### EXCERPT PROVIDED

HoiChoi’s recent original ‘Bhalo Theko Ful’ is inspired from a popular short film ‘The Hospital Window’and Ruskin Bond’s story ‘The Eyes Are Not Here’. (Both of which are one click away from Google.) ‘The Hospital Window’ tells the story of two men sharing a room in a healthcare unit. Each day the disabled patients tell the blind man all the exciting stuff he can see from the window. They form a bond and the atmosphere brightens up. One day the blind man comes to know that his buddy couldn’t make it, to relive his co-patient’s memory he requests the nurse to tell him what she can see outside the window. She informs him that there’s nothing but a brick wall.
‘Bhalo Theko Ful’ is based on the same plotline except here there’s a blind man and a blind woman. Each day the man pretends to read a story for the woman. She is unaware of his blindness. (A narrative similar to Ruskin Bond’s ‘The Eyes Are Not Here’.
The film remains uninteresting from the very start. I was able to develop the patience to watch this film because it claimed to be 16 minutes long, but felt longer. Aspirant filmmakers wrongly live under the notion that a film becomes a piece of art when it has slow-motion long shots. Can we just clarify and say that no it isn’t! Long shots, slow motions, shots of leaves, shots of rain, aren’t always romantic, especially when you haven’t arranged your plotline properly enough.
Writers, screenplay writers, and the director need to strictly sit down and understand aspects of filmmaking. Mentions of late Rituparno Ghosh, Rabindranath Tagore won’t always work as a plus point to your film. Even in his last few days, when Rituparno Ghosh lost his own touch, he was heavily criticised for his lack of effort.

### WORK REQUEST 1
Answer these about the film review:
(a) Which two works is 'Bhalo Theko Ful' said to be inspired from?
(b) In 'The Hospital Window', what does the nurse say is outside the window?
(c) How long did the film claim to be?
### WORK REQUEST 2
Rewrite the film review starting with "HoiChoi’s recent original" and going on through "a brick wall.", changing "nurse" to "doctor".
### WORK REQUEST 3
According to the film review, what made it possible to sit through the film?

### INFORMATION GIVEN
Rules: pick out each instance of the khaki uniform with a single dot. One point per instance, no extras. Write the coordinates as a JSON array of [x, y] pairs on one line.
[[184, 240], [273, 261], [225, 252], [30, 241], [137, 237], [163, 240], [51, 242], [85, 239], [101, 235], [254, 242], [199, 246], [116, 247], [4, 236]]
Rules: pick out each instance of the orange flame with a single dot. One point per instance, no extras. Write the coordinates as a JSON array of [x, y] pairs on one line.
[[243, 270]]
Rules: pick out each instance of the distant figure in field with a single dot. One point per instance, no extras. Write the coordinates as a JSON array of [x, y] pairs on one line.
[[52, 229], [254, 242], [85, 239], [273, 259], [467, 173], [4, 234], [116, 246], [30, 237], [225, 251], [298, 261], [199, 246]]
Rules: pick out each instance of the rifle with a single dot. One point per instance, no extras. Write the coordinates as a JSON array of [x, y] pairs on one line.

### PROBLEM SOLUTION 1
(a) The short film 'The Hospital Window' and Ruskin Bond's story 'The Eyes Are Not Here'.
(b) Nothing but a brick wall.
(c) 16 minutes.

### PROBLEM SOLUTION 2
HoiChoi’s recent original ‘Bhalo Theko Ful’ is inspired from a popular short film ‘The Hospital Window’and Ruskin Bond’s story ‘The Eyes Are Not Here’. (Both of which are one click away from Google.) ‘The Hospital Window’ tells the story of two men sharing a room in a healthcare unit. Each day the disabled patients tell the blind man all the exciting stuff he can see from the window. They form a bond and the atmosphere brightens up. One day the blind man comes to know that his buddy couldn’t make it, to relive his co-patient’s memory he requests the doctor to tell him what she can see outside the window. She informs him that there’s nothing but a brick wall.

### PROBLEM SOLUTION 3
The reviewer was able to develop the patience to watch it because it claimed to be 16 minutes long, though it felt longer.